Provided records —

::::::

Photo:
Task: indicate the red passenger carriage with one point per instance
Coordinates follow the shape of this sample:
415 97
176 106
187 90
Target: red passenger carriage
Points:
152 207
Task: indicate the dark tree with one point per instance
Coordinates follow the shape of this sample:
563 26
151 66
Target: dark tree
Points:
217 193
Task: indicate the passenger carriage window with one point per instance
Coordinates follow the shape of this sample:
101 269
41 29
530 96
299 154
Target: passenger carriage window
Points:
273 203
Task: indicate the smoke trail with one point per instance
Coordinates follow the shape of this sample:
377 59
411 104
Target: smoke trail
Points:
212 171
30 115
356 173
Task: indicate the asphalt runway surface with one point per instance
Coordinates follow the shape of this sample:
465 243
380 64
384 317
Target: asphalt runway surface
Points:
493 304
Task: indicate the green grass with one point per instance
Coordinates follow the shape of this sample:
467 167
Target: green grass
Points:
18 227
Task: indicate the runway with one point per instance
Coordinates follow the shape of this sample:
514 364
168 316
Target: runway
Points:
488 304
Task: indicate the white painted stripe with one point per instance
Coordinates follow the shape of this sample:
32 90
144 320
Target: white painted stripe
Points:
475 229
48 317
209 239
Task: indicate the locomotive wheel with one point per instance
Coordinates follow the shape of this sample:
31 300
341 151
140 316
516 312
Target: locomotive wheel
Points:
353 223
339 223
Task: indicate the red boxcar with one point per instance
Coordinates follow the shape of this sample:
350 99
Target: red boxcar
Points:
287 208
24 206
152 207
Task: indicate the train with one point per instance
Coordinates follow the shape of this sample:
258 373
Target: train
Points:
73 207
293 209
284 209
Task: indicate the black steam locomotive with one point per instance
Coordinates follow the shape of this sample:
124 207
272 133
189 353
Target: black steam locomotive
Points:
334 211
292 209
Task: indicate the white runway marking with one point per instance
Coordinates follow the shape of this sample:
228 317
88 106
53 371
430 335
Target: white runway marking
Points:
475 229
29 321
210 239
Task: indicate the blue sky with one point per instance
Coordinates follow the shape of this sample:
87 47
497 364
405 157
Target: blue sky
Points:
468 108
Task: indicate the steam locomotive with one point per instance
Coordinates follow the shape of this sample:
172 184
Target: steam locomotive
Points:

::::::

Task to complete — Copy the records from the line containing "Task: indicate the red boxcar" through their final line, changing every "boxcar" to "freight car" and keeping everything else the same.

Reply —
Task: indicate the red freight car with one point per instance
Coordinates follow the shape of this sample:
350 99
Target: red freight car
Points:
287 208
24 206
152 207
Task: indicate the train with one point per instance
Coordinates follow the shape of this sample:
258 373
Target: train
Points:
73 207
293 209
284 209
Task: indicate the black steam locomotive with one point per instance
Coordinates follow the shape of this sample:
124 207
272 133
189 353
Target: black steam locomotive
Points:
334 211
292 209
Task: indicate the white runway marking with one point per instance
Coordinates follow the shape of this sample:
228 317
88 106
53 371
430 335
Target: white runway marking
Points:
475 229
29 321
210 239
Task: indicate the blue sky with one point per instance
Coordinates follow the shape of this sample:
87 47
497 364
405 157
Target: blue sky
Points:
468 108
Task: indicate the steam locomotive with one point per instance
Coordinates follow the shape of this sample:
172 184
Target: steam locomotive
Points:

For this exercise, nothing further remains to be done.